REQUIREMENT 1.
Answer these questions from the text on Commodore character graphics:
(a) What was the only color the PET could show?
(b) Who created the picture of a moon landing using character graphics on the PET?
(c) On the later models, which key do you hold down with another key to get lots of different character graphics?
REQUIREMENT 2. Proceed with the text on Commodore character graphics, picking up after its last sentence.

+++ EXCERPTED TEXT

Character Graphics
The PET was one of Commodore's first computers. The PET's only colour was green on a black screen. It did not have high-resolution graphics. High-resolution graphics are where you can make the pixels light up in any order you want. I will teach you more about high-resolution graphics later. The graphics characters were small circles, lines, and other shapes. There were also suit symbols for card games (hearts, diamonds, clubs, and spades). On the PET, you can get these special characters by pressing SHIFT with nearly every key. The green and black screenshot is a picture of a moon landing that Myles Skinner created using character graphics on the PET. (Inspired by an old PET demo. –MS)
Commodore kept these special graphics characters for its later models like the VIC-20, the Commodore 64, and the Plus/4, but changed the keys you need to use to print them. On all of these models, you can get one set of character graphics by pressing SHIFT and another key at the same time; you can get lots of different character graphics by holding down the Commodore key and another key on the keyboard.

++++++
+++ DATA PROVIDED

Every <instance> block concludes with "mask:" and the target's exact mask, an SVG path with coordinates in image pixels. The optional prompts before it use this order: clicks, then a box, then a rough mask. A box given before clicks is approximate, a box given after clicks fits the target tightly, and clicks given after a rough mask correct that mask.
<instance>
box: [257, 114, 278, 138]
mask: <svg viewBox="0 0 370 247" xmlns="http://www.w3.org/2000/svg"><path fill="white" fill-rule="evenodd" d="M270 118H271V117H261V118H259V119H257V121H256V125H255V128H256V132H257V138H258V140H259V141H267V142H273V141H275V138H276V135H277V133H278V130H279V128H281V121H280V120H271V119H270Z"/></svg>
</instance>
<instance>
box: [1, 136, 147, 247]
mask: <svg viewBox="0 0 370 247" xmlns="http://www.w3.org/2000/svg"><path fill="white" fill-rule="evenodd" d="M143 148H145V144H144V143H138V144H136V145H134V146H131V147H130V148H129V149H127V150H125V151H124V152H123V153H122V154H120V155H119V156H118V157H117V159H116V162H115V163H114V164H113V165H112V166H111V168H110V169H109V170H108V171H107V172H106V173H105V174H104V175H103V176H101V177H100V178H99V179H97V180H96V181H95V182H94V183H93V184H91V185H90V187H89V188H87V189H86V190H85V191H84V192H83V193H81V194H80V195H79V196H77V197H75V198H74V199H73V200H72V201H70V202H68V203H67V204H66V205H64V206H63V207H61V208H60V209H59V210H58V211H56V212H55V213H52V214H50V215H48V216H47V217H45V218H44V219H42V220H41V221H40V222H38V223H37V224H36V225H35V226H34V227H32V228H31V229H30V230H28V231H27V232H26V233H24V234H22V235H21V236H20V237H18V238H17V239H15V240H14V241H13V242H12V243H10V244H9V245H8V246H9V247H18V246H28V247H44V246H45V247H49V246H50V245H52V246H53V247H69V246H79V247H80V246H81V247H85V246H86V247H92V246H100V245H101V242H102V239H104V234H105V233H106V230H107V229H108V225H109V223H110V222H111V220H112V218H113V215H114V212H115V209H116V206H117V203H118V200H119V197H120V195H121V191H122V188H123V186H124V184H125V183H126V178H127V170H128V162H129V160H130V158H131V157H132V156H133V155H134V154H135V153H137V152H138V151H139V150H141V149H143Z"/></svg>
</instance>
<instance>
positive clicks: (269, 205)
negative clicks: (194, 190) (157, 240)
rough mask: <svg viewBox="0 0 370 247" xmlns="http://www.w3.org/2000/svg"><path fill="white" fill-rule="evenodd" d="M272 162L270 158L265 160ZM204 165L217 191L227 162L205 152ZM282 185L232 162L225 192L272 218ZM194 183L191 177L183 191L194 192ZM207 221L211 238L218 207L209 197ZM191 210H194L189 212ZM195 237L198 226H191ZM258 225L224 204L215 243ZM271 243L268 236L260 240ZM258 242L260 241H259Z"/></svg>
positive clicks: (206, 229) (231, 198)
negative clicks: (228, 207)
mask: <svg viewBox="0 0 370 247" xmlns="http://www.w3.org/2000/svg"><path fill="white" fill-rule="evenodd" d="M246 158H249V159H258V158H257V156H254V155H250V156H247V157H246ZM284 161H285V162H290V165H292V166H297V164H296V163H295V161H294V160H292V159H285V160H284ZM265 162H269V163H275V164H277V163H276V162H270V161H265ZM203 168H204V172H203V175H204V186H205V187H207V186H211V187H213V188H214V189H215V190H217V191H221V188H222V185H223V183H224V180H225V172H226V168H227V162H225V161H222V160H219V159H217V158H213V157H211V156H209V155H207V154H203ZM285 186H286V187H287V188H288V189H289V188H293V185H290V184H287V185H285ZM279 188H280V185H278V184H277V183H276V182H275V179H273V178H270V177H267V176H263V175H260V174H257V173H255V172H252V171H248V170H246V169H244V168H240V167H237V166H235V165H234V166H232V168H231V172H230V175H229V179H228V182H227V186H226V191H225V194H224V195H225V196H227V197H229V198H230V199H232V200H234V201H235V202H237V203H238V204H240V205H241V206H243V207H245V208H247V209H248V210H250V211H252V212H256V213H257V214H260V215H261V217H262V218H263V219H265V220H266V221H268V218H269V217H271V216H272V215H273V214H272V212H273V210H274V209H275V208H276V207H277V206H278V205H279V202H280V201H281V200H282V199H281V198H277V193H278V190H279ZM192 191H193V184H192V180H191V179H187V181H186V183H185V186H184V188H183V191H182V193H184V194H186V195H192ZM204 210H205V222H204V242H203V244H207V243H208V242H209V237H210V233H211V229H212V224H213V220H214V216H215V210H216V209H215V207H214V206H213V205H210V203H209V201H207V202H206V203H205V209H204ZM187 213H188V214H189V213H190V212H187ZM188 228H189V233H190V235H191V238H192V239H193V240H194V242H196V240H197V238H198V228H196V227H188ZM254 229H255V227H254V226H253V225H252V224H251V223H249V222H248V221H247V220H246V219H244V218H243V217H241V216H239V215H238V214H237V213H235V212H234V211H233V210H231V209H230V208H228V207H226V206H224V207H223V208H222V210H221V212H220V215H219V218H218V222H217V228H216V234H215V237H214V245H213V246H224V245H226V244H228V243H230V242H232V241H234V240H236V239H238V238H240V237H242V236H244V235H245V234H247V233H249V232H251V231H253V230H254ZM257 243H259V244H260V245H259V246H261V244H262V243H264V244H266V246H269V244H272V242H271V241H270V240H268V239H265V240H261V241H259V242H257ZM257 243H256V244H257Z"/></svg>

++++++

ANSWER SPACE 1.
(a) Green on a black screen.
(b) Myles Skinner.
(c) The Commodore key.

ANSWER SPACE 2.
The next image was done on the VIC-20. The VIC-20 has a small screen—22 characters across by 23 rows down. Unlike the PET, it has many more colours: 8 colours for your character graphics plus 8 more colours that can only be used for the screen background. The Commodore 64 has 16 colours in total, and you can use all the colours for letters, character graphics, and the screen background and border. The Commodore 16 and Plus/4 had 121 colours.
In the gallery below, all of the pictures are done on the Commodore 64 using character graphics—except for the very last one which is done on the Commodore Plus/4. The Plus/4 has a lot more colours than the 64 but you can't use sprites; sprites are a special type of graphics that are useful for programming games. I'll talk about sprites in a later section.